* Requests
A: Check each statement against the Bulls post and answer yes or no, quoting the words of the post that decide it: (i) The writer paid close attention to sports for most of their life. (ii) The writer likes the current Bulls more than the 1990s Bulls. (iii) The writer went to a preseason game.
B: Name every player on the current Bulls that the Bulls post mentions.

* Excerpt provided
========================
Saturday, November 30, 2013

Are the Bulls really going to quit now?


A. Bartlett Giamatti, the late Renaissance scholar, Yale president, and commissioner of major league baseball, was correct when he said that the sport was "designed to break your heart." Unlike baseball, in basketball, the heartbreak is more of an accident, an afterthought, a by-product. Maybe because basketball is too fast-paced, or too recently popular, to evoke the deep soul-sickness that baseball can. But it comes close. Even if basketball can't break your heart, it sure can put a few deep cracks in it.

     Life is a long line at a snack shop. You finally get to the front, order your Coke and they hand you a pretzel. Enjoy your pretzel. Life is buying a ticket to Las Vegas and being flown to Dubuque. Change of plans. Explore Dubuque.
     Sports is not life, of course, but a concentrated simulacra of life: thrill, hope, triumph and, yes, disappointment, all packed into one maddening, chaotic, endless enterprise.
     I ignored sports most of my life because I was no good at them, and my father didn’t know a baseball from a basement. But occasionally my interest was sparked. In the 1970s, the Indians. In the 1990s, the Bulls. My wife loved ’em, the city loved ’em, and I tried to love ’em too, though Michael Jordan, excellent as he was, flubbed the hero test for me by being a jerk. He seemed mean, up close, taunting his teammates. Maybe to glory, yes. But nobody wanted to be Scottie Pippen.
     Frankly, I like the current crop of Bulls far better. Derrick Rose is not a jerk. The MVP with the extra gear to the basket. With a quirky supporting crew. Passionate Joakim Noah, scowling Carlos Boozer. And the rest: Gibson. Hinrich. Deng. Not to forget my kid's hero, Jimmy Butler, whom he was cheering from the start for reasons I plumbed but never fathomed. He loves Jimmy Butler because Jimmy is the best.
     We went to a preseason game, yelled our hearts out, then settled in for something new to me: a season where I knew the team, knew the players, knew what was going on.
     Then Rose blew out his knee. Again.
========================
* Information shown
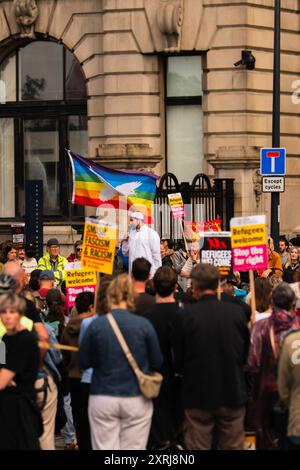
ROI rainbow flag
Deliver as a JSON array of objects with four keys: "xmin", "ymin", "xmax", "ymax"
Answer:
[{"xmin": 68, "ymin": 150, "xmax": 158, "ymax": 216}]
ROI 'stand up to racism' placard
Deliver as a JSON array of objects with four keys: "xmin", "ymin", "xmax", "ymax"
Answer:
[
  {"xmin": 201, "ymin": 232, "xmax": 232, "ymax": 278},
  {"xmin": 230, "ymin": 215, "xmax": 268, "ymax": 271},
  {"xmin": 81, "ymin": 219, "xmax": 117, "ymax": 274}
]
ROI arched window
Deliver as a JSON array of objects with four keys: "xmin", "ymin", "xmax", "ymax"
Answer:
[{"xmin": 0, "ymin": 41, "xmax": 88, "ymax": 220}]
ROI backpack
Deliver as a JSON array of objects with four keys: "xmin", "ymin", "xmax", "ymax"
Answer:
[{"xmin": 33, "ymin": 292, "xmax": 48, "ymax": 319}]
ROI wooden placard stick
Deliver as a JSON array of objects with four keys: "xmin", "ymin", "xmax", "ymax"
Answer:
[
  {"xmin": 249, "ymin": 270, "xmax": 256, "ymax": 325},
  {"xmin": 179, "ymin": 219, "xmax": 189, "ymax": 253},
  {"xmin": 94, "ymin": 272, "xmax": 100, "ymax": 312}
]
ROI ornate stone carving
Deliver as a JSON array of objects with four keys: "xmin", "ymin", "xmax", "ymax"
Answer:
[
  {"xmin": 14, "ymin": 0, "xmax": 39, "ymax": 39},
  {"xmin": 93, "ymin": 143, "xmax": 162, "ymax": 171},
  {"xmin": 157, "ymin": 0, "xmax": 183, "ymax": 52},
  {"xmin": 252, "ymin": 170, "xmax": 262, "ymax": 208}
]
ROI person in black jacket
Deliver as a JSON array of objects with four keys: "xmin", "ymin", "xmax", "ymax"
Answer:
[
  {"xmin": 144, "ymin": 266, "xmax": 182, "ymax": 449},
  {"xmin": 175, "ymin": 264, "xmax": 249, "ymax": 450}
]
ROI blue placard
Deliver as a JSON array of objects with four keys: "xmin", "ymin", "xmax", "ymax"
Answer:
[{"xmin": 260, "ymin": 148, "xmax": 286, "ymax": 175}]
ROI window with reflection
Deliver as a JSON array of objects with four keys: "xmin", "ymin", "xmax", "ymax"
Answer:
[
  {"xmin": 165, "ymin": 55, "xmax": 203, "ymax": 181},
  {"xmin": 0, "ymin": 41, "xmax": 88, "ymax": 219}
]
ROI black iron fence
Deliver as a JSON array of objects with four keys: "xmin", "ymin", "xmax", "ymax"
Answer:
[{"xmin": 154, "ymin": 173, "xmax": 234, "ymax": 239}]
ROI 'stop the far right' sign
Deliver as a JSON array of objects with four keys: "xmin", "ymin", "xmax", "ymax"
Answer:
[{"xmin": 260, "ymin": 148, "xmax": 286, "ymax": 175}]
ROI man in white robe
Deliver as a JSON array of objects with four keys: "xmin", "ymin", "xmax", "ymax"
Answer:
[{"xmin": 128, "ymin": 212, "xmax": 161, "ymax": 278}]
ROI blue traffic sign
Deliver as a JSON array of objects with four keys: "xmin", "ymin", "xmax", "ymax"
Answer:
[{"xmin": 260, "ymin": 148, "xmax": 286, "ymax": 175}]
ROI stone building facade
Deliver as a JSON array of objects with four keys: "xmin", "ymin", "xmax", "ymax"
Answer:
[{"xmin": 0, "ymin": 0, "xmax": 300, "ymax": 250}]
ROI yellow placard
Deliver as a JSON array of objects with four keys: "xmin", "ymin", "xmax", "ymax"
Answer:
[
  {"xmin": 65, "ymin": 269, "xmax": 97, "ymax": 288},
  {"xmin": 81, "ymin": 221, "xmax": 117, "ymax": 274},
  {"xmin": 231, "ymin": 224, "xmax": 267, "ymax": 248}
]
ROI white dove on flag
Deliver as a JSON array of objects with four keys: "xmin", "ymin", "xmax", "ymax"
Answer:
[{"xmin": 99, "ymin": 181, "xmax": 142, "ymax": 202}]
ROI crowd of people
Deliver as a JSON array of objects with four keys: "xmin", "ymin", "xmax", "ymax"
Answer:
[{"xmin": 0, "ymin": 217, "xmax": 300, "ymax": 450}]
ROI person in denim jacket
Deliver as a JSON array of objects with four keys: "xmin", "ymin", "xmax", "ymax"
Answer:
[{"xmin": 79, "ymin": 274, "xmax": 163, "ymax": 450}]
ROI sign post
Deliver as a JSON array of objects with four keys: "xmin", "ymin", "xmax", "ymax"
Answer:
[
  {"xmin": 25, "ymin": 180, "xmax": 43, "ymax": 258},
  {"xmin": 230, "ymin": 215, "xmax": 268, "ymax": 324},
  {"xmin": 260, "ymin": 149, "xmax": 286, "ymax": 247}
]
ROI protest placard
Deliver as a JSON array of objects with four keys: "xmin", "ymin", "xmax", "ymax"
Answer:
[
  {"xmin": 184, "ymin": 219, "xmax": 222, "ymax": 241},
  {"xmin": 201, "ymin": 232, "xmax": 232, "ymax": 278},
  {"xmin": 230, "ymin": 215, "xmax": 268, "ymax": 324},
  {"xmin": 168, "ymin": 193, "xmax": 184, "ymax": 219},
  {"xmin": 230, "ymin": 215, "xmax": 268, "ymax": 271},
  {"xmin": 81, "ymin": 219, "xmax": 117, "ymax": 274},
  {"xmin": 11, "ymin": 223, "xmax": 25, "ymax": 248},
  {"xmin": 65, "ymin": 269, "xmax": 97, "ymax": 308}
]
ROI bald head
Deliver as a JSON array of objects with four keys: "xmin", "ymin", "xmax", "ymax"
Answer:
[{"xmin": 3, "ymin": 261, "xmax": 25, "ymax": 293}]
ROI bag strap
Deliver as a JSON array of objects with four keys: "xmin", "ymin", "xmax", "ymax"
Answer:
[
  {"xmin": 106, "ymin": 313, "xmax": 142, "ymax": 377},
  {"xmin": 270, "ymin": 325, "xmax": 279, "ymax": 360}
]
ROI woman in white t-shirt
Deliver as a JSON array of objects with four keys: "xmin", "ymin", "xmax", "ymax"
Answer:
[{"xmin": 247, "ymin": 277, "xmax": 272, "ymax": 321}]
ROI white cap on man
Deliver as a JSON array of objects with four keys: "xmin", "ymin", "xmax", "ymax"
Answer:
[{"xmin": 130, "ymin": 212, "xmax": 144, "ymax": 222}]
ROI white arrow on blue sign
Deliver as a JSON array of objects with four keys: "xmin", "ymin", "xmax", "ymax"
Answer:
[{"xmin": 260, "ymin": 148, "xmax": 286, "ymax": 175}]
========================
* Results for the exercise
A:
(i) No: "I ignored sports most of my life because I was no good at them"
(ii) Yes: "Frankly, I like the current crop of Bulls far better."
(iii) Yes: "We went to a preseason game, yelled our hearts out"

B: Derrick Rose, Joakim Noah, Carlos Boozer, Gibson, Hinrich, Deng, Jimmy Butler